__SET PROBLEM__:
Exact repetition of every entry is required.

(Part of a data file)
↓

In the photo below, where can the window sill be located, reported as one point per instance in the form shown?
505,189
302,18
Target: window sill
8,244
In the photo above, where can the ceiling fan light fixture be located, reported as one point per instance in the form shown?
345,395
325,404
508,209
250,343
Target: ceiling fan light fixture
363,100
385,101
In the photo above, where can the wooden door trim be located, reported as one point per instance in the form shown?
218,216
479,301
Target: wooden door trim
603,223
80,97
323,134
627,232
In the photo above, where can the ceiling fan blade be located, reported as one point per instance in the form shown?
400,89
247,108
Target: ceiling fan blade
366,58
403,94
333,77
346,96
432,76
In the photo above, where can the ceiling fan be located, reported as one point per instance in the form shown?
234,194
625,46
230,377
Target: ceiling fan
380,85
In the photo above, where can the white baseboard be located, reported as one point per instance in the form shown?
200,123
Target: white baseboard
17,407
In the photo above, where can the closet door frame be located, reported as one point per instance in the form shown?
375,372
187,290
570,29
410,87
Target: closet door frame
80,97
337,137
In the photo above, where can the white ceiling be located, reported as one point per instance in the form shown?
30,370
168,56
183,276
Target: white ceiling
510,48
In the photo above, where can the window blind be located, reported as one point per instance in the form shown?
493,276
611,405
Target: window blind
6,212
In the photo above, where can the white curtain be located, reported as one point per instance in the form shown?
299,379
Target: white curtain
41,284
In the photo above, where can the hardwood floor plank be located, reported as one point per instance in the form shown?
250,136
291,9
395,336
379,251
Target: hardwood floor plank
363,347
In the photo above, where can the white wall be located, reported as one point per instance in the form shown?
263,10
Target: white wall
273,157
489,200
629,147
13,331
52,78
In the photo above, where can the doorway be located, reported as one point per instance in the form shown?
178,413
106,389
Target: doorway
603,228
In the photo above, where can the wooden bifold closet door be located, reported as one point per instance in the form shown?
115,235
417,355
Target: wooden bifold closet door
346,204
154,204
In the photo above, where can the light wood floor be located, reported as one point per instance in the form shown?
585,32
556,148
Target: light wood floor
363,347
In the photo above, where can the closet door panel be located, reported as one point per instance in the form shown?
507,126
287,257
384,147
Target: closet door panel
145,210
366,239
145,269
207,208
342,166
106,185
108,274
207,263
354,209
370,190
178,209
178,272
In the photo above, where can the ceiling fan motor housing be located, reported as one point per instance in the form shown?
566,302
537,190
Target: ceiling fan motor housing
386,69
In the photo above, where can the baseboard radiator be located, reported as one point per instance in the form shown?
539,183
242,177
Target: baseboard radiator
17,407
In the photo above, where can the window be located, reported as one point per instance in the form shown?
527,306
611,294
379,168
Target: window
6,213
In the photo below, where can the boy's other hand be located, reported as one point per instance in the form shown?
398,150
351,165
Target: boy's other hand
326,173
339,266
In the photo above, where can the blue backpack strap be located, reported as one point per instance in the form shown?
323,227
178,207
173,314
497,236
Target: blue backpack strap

↑

__FINISHED TASK__:
In the photo below, where can the window sill be located, reported as one point per instance in the form shown?
505,189
302,18
Target: window sill
8,244
In the photo above, where can the ceiling fan light fixture be located, reported as one point per instance in the form shown?
345,395
325,404
508,209
250,343
Target: ceiling fan light fixture
363,100
385,101
In the photo above, where can the wooden door trim be located, reported as one point per instance in the form shown?
218,216
479,301
Target: wooden door trim
603,223
80,97
323,134
627,232
In the photo above, where can the ceiling fan blade be located, reported as one point per instance in the form shown?
400,89
247,108
Target: ceiling fan blade
366,58
403,94
333,77
346,96
432,76
In the photo above, where can the ceiling fan be located, reported as one point per instance in the form shown?
234,194
625,46
230,377
Target: ceiling fan
380,85
In the photo above, where can the white baseboard be located, reported as one point per instance in the form shown?
200,123
Target: white baseboard
17,407
In the photo above, where can the closet door frame be located, reported as one point per instance in the form shown?
375,372
187,290
570,29
410,87
Target: closet door frame
80,97
337,137
In the photo above, where can the white ceiling be located, reported as one point per instance in the form shown?
30,370
168,56
183,276
Target: white ceiling
510,48
In the photo above, where can the window blind be located, reported as one point per instance in the form shown?
493,276
611,405
Target: window blind
6,212
In the photo above, where can the white curtain be located, reported as one point per instance in the form shown?
299,379
Target: white curtain
41,284
In the photo above, where can the hardwood floor plank be located, reported as one point per instance in the form shown?
250,136
291,9
395,336
379,251
Target: hardwood floor plank
363,347
In the photo above, where can the white wall be located, reported as one point per instance in the form shown?
263,10
Target: white wall
273,157
489,200
629,147
13,331
52,78
In the photo above, where can the doorway be located, reported as one point per instance in the form shown?
178,413
106,389
Target: doorway
603,228
In the photo above, where can the wooden bifold closet door be located, reported as one point per instance in the form shown?
115,235
417,355
Target: wooden bifold closet door
346,204
154,204
In the photo above, where can the light wood floor be located, reported as one point per instance in the form shown?
585,32
556,148
Target: light wood floor
363,347
In the photo above, where can the closet door panel be located, reported as one point per instance in the form shown?
507,126
287,257
384,147
Target: closet door panel
145,210
366,239
145,269
207,208
342,166
106,185
108,274
207,263
354,209
370,190
178,209
178,272
In the photo above, where can the ceiling fan motor housing be located, reported as one point per instance in the form shown?
566,302
537,190
Target: ceiling fan motor housing
386,69
In the photo above, where can the baseboard radiator be located, reported as one point per instance in the form shown?
539,183
242,177
Target: baseboard radiator
17,407
In the photo above, where can the window be located, reported as one point per instance in the form shown?
527,306
611,294
379,168
Target: window
6,213
In the photo below, where can the boy's other hand be located, reported as one point per instance in the form shown?
398,150
351,165
Target: boy's other hand
326,173
339,266
In the photo above, where can the blue backpack strap be located, reported as one point per instance in the form shown?
323,227
178,207
173,314
497,236
Target: blue backpack strap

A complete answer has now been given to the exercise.